Ari Abram’s dream is to be a meteorologist, and counts herself lucky to work with her childhood hero, the ever calm and cheerful Torrance Hale at KSEA 6 in Seattle. But instead of the close relationship with her mentor she’d craved, she spends most of her time trying to defuse shouting matches and petty fights between Torrance and her divorced husband, the news director.
Desperate, she teams up with cinnamon roll sports reporter Russell Barringer to play matchmaker. If they can make their bosses fall in love again, it will make everyone’s lives easier at KSEA 6. But Ari wasn’t planning to fall in love herself. It would mean letting someone see past the sunshine girl, into the darkness beneath.
My favorite romances have both elements of light, funny, wholesome squish and tackle darker themes of identity and self-growth to keep it real and grounded. Weather Girl is a great blend, with the refreshing bonus of a sexy-sweet fat male lead, Jewish characters, blending families, and a twist that is as surprising as it is satisfying. I love the exploration of generational trauma relieved by laugh-out-loud dialogue. The author is also a master of steam, putting more panting sexual tension into a casual brush of skin than some books pack into an entire sex scene. There are, of course, also a few sex scenes, so lovers of extra chili peppers will enjoy this book.

* Task directions:
Resume the review of Weather Girl after its final sentence, adding one more paragraph in the same voice.

(Recorded data)
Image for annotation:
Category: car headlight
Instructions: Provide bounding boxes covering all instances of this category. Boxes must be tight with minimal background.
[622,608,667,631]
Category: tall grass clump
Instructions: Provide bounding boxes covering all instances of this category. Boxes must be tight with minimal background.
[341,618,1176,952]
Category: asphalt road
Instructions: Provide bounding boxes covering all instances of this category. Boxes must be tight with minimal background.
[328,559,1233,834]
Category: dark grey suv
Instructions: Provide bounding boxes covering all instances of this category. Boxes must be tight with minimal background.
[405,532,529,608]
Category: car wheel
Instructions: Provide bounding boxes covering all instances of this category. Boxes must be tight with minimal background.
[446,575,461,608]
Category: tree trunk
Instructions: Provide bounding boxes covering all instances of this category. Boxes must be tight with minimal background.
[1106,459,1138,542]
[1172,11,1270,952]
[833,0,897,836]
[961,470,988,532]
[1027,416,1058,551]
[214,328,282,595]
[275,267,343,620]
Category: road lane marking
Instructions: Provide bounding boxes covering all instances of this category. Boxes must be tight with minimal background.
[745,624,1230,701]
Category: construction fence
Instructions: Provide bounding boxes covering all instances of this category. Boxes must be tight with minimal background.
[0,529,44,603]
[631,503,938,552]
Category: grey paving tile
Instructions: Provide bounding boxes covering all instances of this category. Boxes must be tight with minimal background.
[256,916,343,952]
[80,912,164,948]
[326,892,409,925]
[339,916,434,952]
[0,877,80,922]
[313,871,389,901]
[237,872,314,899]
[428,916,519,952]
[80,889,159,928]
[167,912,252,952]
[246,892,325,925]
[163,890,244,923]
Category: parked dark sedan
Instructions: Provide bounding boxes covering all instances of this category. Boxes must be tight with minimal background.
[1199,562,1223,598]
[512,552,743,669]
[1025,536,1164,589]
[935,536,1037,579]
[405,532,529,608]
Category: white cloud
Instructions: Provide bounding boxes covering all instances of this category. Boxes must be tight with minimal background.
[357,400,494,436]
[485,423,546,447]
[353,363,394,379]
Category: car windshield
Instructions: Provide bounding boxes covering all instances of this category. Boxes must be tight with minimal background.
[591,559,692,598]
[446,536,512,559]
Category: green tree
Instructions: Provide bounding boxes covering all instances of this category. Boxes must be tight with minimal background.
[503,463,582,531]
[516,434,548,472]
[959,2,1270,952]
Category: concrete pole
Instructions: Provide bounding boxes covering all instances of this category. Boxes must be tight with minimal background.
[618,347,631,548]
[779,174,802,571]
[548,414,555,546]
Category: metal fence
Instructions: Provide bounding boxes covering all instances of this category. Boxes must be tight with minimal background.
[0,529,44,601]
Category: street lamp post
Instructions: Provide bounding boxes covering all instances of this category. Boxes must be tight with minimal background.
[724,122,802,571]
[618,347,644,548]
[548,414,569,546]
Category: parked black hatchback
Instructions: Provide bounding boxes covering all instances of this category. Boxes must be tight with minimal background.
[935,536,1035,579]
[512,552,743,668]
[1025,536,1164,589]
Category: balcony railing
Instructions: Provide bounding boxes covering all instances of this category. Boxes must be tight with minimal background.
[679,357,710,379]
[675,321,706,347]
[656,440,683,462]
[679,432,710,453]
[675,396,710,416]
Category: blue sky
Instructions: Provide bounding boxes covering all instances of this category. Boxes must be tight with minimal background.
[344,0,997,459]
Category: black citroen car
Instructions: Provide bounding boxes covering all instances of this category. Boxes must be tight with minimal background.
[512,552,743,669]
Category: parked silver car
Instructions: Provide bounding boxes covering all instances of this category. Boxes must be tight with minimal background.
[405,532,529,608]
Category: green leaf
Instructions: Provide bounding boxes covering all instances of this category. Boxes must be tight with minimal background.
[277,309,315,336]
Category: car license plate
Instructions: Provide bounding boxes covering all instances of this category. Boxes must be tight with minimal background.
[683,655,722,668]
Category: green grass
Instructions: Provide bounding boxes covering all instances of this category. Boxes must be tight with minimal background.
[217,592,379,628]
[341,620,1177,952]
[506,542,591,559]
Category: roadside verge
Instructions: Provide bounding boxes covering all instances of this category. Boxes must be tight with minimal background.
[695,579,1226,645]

* Exercise answer:
Please be aware that the book deals with depression and mental health, childhood emotional trauma, and inpatient mental health in a respectful, accurate way. It addresses issues that don’t get discussed often enough, like the effect of medication on sex drive, the reality of bad days even on well-managed symptoms, and processing forgiveness as an option instead of an obligation. It’s real, but so are the good moments, the vulnerability, and the happy-ever-after.